少し前のこと、森林環境税が与党の批判のネタに使われている場面を見る機会があった。法案成立時の会議録を確認して、とりまとめておくこととした。

よく、自民が悪い、岸田が悪い、あるいは、野党議員の一声で潰せるというコメントを見たこともある。そういったコメントに対して、何を言っているのだろうという思いでまとめた。

下記のつぶやきを掘り下げたものでもある。


政権

法案成立は平成31年(2019年)3月。
当時は安倍政権下であり、第4次安倍内閣にあたる。

衆議院

衆議院の法案通過は、平成31年(2019年)3月1日。

国会会議録から、政党(会派)と賛否と発言リンクが分かる形で情報を記しておく。

第198回国会 衆議院 総務委員会 第6号 平成31年3月1日
本日の会議に付した案件
 ……
 森林環境税及び森林環境譲与税に関する法律案(内閣提出第六号)
 ……

第198回国会 衆議院 総務委員会 第6号 平成31年3月1日

立憲民主党・無所属フォーラム

○高井委員 立憲民主党・無所属フォーラムを代表して討論をいたします。
……
 森林環境税及び森林環境譲与税に関する法律案は、譲与基準の人口案分などは今後見直す必要がありますが、放置人工林の天然林化を始め森林整備等に資する観点から、賛成いたします。

073 高井崇志

国民民主党・無所属クラブ

○日吉委員 国民民主党・無所属クラブの日吉雄太です。
 私は、会派を代表し、ただいま議題となりました地方税法等改正案、特別法人事業税及び特別法人事業譲与税に関する法律案、地方交付税法等改正案に対し、反対の立場から、森林環境税及び森林環境譲与税に関する法律案に対し、賛成の立場から討論を行います。

→ **課題**: 森林環境税の法案に関する提示文のうち、「少し前のこと、森林環境税が与」で始まり「法案成立は平成31年(2019年)3月。」で終わる部分を一字も変えずに書き写すこと。 行は使わなくてよい。

ポイントのラベル付け例:
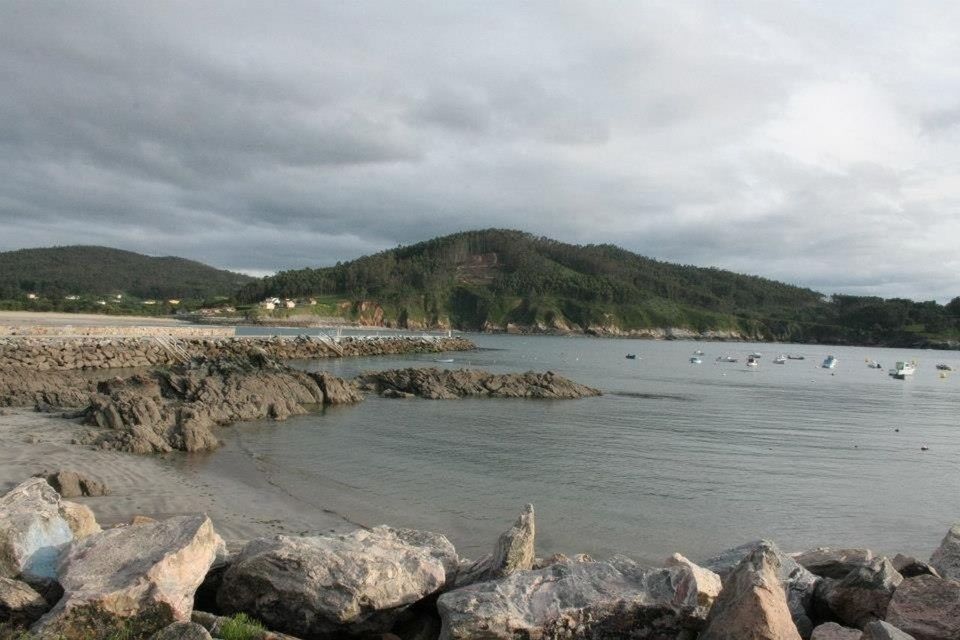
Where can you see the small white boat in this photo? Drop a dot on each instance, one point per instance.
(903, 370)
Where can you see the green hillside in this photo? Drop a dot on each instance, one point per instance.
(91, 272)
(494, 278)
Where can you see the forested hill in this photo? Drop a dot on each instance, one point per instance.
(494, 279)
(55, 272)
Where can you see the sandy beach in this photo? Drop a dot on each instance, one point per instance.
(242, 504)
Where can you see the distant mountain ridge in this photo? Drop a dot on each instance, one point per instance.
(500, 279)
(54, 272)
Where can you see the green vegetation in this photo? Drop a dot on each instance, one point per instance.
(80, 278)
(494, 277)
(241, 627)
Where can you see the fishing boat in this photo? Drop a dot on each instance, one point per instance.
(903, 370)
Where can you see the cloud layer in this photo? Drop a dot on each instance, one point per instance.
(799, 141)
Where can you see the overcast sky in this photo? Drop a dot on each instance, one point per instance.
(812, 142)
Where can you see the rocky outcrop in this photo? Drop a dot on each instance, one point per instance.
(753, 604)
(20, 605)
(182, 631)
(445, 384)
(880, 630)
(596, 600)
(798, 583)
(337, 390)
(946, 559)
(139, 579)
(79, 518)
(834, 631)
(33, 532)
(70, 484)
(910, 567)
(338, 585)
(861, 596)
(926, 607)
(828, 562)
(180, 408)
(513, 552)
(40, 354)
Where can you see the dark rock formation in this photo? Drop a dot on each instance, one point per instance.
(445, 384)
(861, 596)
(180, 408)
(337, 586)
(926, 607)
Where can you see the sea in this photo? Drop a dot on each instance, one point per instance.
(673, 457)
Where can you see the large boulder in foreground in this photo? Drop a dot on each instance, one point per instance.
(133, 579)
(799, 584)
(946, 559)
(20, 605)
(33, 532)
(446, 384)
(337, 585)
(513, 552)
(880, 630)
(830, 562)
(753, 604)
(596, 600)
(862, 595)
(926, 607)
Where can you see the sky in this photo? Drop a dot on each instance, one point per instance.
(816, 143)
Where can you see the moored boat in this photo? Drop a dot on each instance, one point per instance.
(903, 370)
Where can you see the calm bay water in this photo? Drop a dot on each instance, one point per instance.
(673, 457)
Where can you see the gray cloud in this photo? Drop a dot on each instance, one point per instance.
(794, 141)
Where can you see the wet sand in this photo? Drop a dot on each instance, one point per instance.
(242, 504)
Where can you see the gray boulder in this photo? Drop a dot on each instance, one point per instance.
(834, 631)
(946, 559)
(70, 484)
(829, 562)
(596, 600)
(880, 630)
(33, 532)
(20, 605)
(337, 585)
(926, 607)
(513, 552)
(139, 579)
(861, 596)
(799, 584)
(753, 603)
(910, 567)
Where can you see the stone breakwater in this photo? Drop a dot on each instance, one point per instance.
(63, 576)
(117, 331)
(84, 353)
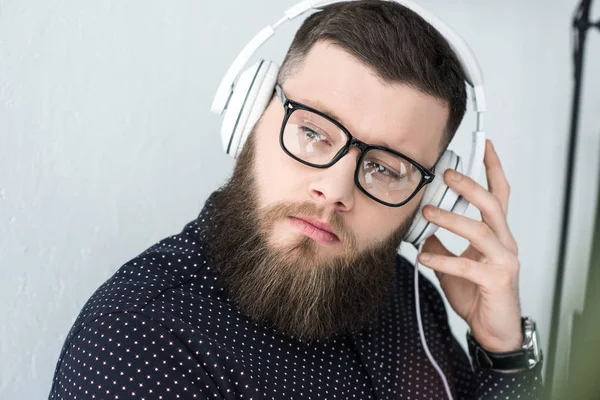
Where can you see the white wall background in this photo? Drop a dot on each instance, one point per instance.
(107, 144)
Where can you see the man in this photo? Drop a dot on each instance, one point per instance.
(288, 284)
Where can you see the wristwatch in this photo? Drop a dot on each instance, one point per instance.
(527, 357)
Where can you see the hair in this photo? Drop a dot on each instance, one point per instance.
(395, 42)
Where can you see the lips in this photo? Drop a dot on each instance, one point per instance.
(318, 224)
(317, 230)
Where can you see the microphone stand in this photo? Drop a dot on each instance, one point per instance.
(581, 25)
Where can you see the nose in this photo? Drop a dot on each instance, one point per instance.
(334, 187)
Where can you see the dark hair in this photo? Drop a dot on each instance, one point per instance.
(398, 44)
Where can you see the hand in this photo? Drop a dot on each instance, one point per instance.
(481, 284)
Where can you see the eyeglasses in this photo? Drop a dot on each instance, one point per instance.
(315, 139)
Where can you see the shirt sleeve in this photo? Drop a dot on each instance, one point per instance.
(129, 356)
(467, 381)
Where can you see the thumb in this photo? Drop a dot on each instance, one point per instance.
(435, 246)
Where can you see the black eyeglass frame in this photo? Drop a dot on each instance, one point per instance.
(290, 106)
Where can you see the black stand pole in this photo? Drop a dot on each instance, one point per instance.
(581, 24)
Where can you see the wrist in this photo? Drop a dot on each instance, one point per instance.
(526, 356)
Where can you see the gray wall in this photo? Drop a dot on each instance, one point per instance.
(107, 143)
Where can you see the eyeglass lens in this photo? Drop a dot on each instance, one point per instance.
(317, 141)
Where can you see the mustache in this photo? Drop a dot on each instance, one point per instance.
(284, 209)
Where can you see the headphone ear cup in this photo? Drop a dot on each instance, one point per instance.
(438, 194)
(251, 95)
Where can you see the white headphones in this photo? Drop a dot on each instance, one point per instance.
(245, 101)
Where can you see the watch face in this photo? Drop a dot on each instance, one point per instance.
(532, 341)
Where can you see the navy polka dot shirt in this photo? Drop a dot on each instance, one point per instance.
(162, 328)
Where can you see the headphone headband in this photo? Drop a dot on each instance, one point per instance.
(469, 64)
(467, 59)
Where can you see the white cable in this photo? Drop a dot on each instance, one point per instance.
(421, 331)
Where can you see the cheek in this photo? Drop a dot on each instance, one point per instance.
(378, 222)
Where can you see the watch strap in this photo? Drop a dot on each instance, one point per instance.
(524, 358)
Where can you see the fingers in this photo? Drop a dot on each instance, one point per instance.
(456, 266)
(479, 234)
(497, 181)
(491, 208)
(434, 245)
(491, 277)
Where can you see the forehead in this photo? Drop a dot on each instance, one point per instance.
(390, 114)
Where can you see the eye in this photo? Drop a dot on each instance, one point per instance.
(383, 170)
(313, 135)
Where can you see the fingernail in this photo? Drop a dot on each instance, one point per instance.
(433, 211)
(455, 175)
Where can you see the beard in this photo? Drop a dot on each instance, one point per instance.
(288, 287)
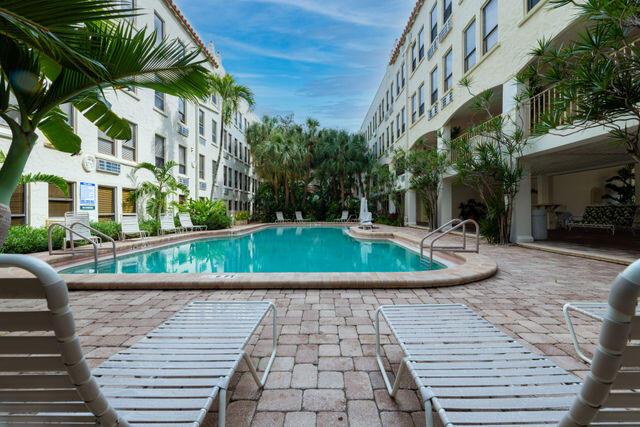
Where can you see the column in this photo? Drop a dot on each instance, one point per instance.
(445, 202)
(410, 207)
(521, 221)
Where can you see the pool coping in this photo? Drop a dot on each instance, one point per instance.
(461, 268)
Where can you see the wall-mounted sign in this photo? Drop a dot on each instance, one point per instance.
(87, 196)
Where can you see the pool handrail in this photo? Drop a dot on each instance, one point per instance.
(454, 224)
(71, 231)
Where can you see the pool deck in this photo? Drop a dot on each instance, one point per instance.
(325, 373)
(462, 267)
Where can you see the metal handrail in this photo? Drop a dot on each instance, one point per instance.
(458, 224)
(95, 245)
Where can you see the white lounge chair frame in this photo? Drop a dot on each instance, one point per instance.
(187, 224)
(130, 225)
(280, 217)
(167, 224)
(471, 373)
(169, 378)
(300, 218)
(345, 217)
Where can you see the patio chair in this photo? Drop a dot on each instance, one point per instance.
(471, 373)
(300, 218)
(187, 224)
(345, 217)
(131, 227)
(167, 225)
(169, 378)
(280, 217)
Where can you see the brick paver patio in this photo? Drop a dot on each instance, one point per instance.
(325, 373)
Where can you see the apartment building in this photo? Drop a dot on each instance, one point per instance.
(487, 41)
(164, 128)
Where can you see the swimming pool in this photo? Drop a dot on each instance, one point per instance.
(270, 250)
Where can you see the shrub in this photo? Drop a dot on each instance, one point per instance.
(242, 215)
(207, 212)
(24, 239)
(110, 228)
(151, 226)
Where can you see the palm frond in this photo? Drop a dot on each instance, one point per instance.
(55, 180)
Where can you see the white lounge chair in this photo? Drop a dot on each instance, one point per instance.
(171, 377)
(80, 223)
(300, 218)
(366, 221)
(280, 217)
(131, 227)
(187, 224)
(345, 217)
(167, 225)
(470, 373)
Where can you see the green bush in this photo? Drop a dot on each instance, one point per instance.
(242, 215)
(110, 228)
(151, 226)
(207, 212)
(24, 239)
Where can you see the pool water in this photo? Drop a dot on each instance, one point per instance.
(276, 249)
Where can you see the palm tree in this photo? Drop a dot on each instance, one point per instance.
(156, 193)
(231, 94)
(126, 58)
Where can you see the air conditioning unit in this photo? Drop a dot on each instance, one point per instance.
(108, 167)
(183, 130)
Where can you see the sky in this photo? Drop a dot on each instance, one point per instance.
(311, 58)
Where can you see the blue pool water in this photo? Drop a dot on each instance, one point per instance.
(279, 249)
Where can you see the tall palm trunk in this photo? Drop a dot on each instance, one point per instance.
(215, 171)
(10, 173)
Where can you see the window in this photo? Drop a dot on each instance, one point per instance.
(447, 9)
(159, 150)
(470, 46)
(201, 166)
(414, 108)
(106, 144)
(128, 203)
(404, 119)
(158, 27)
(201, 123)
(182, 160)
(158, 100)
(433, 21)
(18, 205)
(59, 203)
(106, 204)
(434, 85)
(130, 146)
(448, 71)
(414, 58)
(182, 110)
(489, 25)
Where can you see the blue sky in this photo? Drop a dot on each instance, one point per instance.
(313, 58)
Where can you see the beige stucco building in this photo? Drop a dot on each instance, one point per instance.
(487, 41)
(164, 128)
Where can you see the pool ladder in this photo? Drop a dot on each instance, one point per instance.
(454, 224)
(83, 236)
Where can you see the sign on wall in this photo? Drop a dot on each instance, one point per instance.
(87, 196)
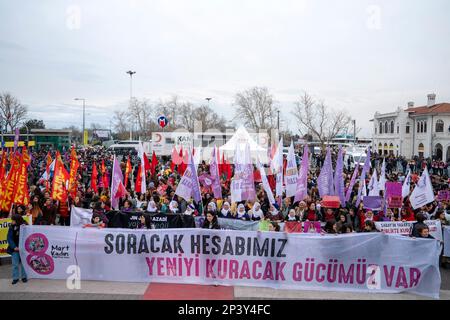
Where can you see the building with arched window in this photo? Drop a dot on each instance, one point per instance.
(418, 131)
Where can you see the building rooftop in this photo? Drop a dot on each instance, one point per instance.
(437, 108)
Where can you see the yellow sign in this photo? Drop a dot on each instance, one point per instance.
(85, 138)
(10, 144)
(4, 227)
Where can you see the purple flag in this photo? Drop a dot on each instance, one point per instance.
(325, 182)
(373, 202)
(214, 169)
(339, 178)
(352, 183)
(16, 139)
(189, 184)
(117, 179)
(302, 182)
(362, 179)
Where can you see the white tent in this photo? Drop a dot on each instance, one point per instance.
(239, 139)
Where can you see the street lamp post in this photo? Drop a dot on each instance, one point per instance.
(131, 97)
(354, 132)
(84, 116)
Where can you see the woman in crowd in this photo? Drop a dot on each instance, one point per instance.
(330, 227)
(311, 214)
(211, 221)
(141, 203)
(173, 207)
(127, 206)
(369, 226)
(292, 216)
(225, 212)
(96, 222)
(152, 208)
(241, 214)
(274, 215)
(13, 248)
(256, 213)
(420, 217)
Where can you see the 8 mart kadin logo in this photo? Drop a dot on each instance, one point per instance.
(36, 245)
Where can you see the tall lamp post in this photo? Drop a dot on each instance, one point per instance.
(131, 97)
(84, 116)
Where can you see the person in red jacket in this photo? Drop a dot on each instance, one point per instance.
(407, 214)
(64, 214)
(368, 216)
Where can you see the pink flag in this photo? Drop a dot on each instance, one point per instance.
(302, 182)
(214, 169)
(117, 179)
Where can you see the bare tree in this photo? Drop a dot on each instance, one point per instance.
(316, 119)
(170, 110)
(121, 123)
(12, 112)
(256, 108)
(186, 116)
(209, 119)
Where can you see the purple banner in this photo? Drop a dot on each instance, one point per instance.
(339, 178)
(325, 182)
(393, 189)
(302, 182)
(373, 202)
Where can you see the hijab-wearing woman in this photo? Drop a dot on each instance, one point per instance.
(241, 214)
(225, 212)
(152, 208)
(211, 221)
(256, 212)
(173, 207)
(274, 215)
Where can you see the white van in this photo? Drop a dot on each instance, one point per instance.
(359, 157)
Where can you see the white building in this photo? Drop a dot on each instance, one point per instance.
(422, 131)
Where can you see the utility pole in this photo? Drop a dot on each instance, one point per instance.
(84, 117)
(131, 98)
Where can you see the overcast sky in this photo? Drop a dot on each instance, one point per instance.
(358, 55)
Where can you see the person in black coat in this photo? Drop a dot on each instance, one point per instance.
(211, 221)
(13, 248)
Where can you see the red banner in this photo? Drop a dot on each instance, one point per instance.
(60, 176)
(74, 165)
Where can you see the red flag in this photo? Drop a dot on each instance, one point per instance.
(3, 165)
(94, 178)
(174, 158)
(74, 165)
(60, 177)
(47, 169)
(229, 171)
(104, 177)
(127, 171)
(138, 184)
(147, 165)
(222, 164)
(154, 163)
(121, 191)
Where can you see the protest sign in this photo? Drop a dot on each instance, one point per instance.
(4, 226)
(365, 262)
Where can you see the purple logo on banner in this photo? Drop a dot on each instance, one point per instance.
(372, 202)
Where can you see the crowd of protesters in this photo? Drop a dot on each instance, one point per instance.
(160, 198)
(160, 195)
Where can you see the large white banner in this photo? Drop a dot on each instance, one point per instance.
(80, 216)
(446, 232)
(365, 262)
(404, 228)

→ **正答**:
少し前のこと、森林環境税が与党の批判のネタに使われている場面を見る機会があった。法案成立時の会議録を確認して、とりまとめておくこととした。

よく、自民が悪い、岸田が悪い、あるいは、野党議員の一声で潰せるというコメントを見たこともある。そういったコメントに対して、何を言っているのだろうという思いでまとめた。

下記のつぶやきを掘り下げたものでもある。


政権

法案成立は平成31年(2019年)3月。